### What the task asks
Whichever lines of the material contain "green", copy each of them.
━━━━━━━━
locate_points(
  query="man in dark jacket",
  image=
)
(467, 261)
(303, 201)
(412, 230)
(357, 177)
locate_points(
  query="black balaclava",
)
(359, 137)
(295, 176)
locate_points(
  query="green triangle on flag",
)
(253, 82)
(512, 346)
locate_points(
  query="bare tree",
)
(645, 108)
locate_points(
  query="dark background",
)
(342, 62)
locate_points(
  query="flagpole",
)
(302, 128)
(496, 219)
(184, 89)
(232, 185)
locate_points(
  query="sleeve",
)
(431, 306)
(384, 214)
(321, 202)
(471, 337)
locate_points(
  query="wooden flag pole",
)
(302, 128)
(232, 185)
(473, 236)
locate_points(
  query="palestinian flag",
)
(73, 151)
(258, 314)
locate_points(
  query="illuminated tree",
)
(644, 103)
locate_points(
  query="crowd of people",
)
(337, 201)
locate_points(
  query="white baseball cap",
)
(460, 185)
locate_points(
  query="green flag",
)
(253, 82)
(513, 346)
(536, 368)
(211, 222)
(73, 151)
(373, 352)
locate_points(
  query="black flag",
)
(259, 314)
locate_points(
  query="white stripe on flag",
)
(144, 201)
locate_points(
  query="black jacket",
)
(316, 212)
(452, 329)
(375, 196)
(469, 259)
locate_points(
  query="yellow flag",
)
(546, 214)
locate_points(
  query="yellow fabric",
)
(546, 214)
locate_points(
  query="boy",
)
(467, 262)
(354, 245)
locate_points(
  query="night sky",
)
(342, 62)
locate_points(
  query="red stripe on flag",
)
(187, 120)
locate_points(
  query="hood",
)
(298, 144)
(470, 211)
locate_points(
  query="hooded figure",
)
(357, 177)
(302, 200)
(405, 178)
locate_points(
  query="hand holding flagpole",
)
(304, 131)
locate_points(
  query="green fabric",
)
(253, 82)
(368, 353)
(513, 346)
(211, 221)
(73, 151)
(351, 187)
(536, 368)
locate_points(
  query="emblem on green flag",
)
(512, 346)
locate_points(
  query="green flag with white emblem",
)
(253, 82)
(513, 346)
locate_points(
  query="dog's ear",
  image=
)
━━━━━━━━
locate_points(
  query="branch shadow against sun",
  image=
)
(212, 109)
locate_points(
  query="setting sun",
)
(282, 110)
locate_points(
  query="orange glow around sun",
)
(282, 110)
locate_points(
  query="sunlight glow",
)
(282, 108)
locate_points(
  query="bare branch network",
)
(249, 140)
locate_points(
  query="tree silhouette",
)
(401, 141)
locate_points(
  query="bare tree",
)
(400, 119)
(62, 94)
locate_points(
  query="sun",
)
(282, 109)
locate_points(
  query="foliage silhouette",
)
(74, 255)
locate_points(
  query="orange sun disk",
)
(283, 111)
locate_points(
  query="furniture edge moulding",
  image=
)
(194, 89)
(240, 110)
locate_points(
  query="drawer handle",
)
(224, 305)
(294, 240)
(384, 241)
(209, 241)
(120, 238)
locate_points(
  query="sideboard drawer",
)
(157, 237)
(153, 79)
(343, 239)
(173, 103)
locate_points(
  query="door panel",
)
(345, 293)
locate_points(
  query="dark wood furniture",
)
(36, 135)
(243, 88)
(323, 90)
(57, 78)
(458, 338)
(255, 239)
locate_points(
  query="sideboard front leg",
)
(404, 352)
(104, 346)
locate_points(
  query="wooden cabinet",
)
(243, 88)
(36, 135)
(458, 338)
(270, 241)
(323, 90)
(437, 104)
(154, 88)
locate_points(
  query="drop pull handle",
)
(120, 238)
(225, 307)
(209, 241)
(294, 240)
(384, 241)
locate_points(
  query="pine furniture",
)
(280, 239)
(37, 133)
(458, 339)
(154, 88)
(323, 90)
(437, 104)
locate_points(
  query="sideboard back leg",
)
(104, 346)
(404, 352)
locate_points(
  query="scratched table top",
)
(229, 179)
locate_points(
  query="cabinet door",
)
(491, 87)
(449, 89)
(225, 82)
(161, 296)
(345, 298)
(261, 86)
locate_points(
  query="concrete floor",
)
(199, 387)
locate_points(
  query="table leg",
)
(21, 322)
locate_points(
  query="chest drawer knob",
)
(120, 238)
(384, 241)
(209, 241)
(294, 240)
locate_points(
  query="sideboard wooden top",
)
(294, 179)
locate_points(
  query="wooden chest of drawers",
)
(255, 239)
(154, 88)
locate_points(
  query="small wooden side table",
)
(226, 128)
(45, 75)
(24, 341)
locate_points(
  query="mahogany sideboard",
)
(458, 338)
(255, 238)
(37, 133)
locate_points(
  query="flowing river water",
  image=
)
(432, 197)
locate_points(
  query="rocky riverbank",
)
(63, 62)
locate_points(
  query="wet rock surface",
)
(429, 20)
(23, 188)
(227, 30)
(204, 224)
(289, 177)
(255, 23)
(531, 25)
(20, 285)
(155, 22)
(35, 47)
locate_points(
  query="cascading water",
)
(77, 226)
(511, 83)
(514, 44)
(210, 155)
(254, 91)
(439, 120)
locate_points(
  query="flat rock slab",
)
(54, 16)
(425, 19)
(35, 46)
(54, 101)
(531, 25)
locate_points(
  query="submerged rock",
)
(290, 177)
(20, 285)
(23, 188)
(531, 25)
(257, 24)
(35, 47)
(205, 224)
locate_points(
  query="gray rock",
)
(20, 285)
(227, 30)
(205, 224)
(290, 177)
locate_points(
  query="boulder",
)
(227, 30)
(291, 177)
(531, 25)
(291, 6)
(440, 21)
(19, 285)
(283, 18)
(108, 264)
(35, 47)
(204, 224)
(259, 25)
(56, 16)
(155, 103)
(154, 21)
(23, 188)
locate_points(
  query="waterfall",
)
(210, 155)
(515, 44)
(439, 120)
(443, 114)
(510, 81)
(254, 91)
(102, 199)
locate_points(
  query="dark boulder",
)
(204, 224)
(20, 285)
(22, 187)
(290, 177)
━━━━━━━━
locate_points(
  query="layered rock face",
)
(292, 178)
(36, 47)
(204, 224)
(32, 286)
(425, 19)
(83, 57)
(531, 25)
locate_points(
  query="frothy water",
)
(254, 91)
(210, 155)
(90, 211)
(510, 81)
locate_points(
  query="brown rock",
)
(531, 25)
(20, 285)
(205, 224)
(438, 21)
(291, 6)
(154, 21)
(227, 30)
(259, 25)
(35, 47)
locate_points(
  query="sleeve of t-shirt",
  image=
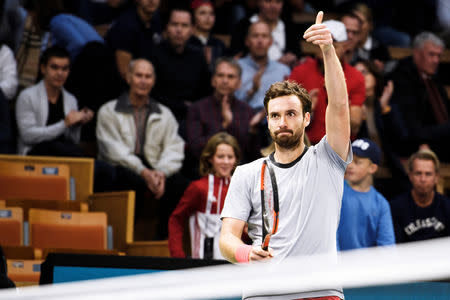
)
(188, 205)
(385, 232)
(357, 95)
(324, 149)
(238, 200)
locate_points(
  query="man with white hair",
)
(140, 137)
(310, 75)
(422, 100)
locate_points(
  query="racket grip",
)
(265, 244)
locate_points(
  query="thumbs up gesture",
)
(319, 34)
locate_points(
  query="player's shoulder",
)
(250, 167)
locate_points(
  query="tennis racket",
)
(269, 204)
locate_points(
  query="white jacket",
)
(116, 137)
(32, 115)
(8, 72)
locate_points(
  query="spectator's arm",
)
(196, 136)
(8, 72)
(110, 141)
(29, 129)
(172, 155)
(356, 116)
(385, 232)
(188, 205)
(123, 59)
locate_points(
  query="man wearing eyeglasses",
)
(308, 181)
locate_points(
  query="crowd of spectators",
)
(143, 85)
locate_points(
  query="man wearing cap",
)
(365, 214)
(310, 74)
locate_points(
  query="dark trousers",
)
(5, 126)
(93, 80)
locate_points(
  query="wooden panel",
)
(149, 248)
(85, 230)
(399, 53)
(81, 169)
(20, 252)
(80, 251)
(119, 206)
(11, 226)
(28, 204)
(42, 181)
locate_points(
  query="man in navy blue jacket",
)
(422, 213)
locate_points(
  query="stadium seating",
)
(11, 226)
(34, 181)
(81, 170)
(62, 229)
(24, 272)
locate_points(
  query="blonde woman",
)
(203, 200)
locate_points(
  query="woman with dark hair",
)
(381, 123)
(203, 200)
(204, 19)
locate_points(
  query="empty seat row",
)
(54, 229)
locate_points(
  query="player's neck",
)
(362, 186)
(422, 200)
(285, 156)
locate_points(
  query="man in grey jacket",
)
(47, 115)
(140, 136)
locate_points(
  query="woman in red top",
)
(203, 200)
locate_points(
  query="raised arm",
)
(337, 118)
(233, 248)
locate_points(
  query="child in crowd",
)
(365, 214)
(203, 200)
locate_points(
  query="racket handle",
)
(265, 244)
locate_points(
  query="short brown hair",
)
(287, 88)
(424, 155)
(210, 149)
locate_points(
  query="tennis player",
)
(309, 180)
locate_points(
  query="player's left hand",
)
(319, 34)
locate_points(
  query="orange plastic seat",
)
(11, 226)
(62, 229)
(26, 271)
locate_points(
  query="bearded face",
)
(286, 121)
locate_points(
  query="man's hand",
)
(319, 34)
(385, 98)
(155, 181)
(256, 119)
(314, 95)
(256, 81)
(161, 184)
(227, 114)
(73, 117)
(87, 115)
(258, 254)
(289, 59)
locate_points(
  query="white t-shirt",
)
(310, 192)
━━━━━━━━
### Exercise result
  query="green triangle on flag",
  query="green flag",
  query="green fabric",
  query="emblem on green flag",
  query="green flag with white emblem",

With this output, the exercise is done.